# [TEXTE EXTRAIT]

---+---

La banque Edmond de Rothschild reste confiante

17 Nov 2021 | Articles de Une

Nos confrères du «Temps» (12.11.21) ont fait état de plusieurs rapports publiés jeudi dernier, dont ceux de la FINMA et de l’UBS. L’Autorité des marchés financiers, à l’instar de ce que la BNS souligne à rythme régulier, s’inquiète de la hausse des prix immobiliers suisses et de leur «découplage croissant de l’évolution des revenus et des prix à la consommation». «L’immobilier monte encore, l’inquiétude aussi», titre l’article du quotidien qui nous est proche. Dans ce contexte, l’analyse macroéconomique semestrielle de la banque Edmond de Rothschild, dont le Journal de l’Immobilier a eu la primeur, paraît plus pondérée, voire rassurante.

---+---

# [CONSIGNE]
Relevez mot pour mot, dans l'article sur la banque Edmond de Rothschild, le passage qui commence à « La banque Edmond de Rothschild reste » et se termine à « pondérée, voire rassurante. ».

---+---

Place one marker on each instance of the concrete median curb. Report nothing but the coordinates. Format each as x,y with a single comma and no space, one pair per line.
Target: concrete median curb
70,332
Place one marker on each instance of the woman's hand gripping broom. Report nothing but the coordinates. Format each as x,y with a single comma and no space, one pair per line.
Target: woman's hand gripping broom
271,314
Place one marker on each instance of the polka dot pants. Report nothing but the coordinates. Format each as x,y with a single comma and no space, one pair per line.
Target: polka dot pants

---+---

# [CORRIGÉ]
La banque Edmond de Rothschild reste confiante

17 Nov 2021 | Articles de Une

Nos confrères du «Temps» (12.11.21) ont fait état de plusieurs rapports publiés jeudi dernier, dont ceux de la FINMA et de l’UBS. L’Autorité des marchés financiers, à l’instar de ce que la BNS souligne à rythme régulier, s’inquiète de la hausse des prix immobiliers suisses et de leur «découplage croissant de l’évolution des revenus et des prix à la consommation». «L’immobilier monte encore, l’inquiétude aussi», titre l’article du quotidien qui nous est proche. Dans ce contexte, l’analyse macroéconomique semestrielle de la banque Edmond de Rothschild, dont le Journal de l’Immobilier a eu la primeur, paraît plus pondérée, voire rassurante.